WHAT NEEDS TO BE DONE:
Reproduce the following material word for word, with nothing changed or left out.

# # # #

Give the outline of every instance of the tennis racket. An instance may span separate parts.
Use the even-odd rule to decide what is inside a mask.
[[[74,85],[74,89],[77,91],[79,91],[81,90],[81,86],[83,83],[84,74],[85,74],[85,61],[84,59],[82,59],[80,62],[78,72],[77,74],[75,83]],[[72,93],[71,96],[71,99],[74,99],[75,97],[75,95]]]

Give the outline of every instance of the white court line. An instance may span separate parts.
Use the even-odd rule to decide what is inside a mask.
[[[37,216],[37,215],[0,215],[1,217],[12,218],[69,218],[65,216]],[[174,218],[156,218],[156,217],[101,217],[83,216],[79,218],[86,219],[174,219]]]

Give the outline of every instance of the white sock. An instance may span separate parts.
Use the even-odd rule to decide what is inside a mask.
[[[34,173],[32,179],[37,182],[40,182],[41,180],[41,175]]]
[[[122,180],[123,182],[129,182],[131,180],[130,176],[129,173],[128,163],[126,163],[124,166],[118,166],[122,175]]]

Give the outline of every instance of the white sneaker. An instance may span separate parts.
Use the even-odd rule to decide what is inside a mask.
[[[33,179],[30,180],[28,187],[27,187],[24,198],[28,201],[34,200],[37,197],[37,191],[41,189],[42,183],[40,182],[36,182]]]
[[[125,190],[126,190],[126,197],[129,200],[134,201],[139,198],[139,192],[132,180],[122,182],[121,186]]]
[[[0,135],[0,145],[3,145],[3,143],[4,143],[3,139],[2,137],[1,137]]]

# # # #

COMPLETED TASK:
Give the outline of every instance of the tennis racket. An instance may span separate parts.
Use the even-odd rule to decide what is inside a mask.
[[[74,85],[74,89],[77,91],[79,91],[81,90],[81,86],[83,83],[84,74],[85,74],[85,61],[84,59],[82,59],[80,62],[78,72],[77,74],[75,83]],[[72,93],[71,96],[71,99],[74,99],[75,97],[75,95]]]

Give the outline of every instance of the white court line. An instance may span separate parts.
Use the even-odd rule to decide what is inside a mask.
[[[37,216],[37,215],[0,215],[1,217],[12,218],[69,218],[65,216]],[[174,218],[156,218],[156,217],[101,217],[83,216],[79,218],[86,219],[174,219]]]

Give the outline of every instance of the white sock. An instance may span separate parts.
Use the even-odd rule to decide what is inside a mask.
[[[34,173],[32,179],[37,182],[40,182],[41,180],[41,175]]]
[[[122,180],[123,182],[129,182],[131,180],[130,176],[129,173],[128,163],[126,163],[124,166],[118,166],[122,175]]]

Give the outline of every instance of the white sneaker. An instance may span separate parts.
Use the even-odd rule to decide what is inside a mask.
[[[33,179],[30,180],[28,187],[27,187],[24,198],[28,201],[34,200],[37,197],[37,191],[41,189],[42,183],[40,182],[36,182]]]
[[[125,190],[126,190],[126,197],[129,200],[134,201],[139,198],[139,192],[132,180],[122,182],[121,186]]]
[[[0,135],[0,145],[3,145],[3,143],[4,143],[3,139],[2,137],[1,137]]]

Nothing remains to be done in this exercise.